:: Selected passage ::
Betsy DeVos, Mr. Trump’s choice for education secretary, said in the past that she wanted to work in education to “advance God’s kingdom,” according to a recording obtained by Politico.

Jerry Falwell Jr., the president of Liberty University and one of Mr. Trump’s earliest and most steadfast evangelical backers, said he was initially offered the secretary of education post. He turned it down, he said, citing family concerns but continues to counsel Mr. Trump by phone.

“He’s going to end up being for conservatives another Ronald Reagan,” said Mr. Falwell, whose father of the same name founded in the late 1970s Moral Majority, an organization that helped launch the modern religious right. “Probably better than Ronald Reagan in a lot of ways.”

Representatives for Mr. Trump didn’t respond to requests for comment.

An array of socially conservative organizations are hoping to capitalize on Mr. Trump’s victory.

God gave our country a break, said Alan Sears, chief executive officer of the Alliance Defending Freedom, a conservative legal organization that advocates for religious liberty, in a video posted on the group’s website. As he asked for donations, he said: “We can either move ahead and halt evil, or we can flounder and think that somebody else will take care of the problem for us.”

At the same time, Planned Parenthood Federation of America—which has become a national symbol for abortion access—saw an immediate spike in fundraising after the Nov. 8 election, including 50,000 donations made in the name of Mr. Pence.

Gay-rights organizations say they have fielded thousands of calls since Mr. Trump’s election from gays and lesbians afraid that the protections they won under President Obama could soon be erased.

Chad Griffin, president of the Human Rights Campaign, an LGBT-rights organization, decried the appointment of Mr. Carson, whose department could reverse Obama administration efforts to curtail discrimination against LGBT people in housing.

“Our folks are legitimately frightened,” Mr. Griffin said. “We are looking at ways to stop any and all rollbacks of our rights.”

Social conservatives acknowledge that some changes they are fighting for aren’t likely to happen soon.

Mr. Falwell said that progress on traditional issues evangelicals care about would “come down to the court.”

:: Assignment ::
In the news excerpt, recast the paragraph that begins "Jerry Falwell Jr., the president" as a brief bulleted list that keeps its main facts. The records have no part in this work.

:: Provided records ::
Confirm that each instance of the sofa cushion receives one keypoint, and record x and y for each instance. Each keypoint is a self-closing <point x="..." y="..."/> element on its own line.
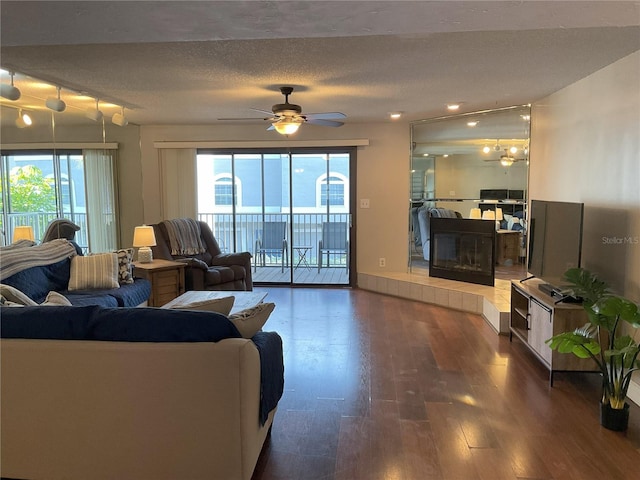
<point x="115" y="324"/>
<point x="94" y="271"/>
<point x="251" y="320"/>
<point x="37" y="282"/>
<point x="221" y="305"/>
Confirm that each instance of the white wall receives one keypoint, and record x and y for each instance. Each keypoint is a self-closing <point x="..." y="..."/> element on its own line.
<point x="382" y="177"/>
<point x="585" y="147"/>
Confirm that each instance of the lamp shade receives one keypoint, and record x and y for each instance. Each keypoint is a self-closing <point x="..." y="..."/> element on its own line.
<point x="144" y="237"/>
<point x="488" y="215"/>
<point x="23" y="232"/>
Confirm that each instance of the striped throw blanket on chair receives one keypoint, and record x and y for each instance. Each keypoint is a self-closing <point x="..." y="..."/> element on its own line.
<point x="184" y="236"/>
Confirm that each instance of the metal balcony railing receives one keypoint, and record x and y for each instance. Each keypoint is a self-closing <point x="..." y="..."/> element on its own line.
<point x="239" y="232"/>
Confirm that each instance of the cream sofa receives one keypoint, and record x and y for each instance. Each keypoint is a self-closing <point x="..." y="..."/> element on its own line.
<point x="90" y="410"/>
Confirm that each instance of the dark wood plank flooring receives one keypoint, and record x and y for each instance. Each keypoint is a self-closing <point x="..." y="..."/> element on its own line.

:: Output of the task ::
- Jerry Falwell Jr. is president of Liberty University and one of Mr. Trump's earliest and most steadfast evangelical supporters.
- He said he was initially offered the post of secretary of education.
- He declined it, citing family concerns.
- He continues to counsel Mr. Trump by phone.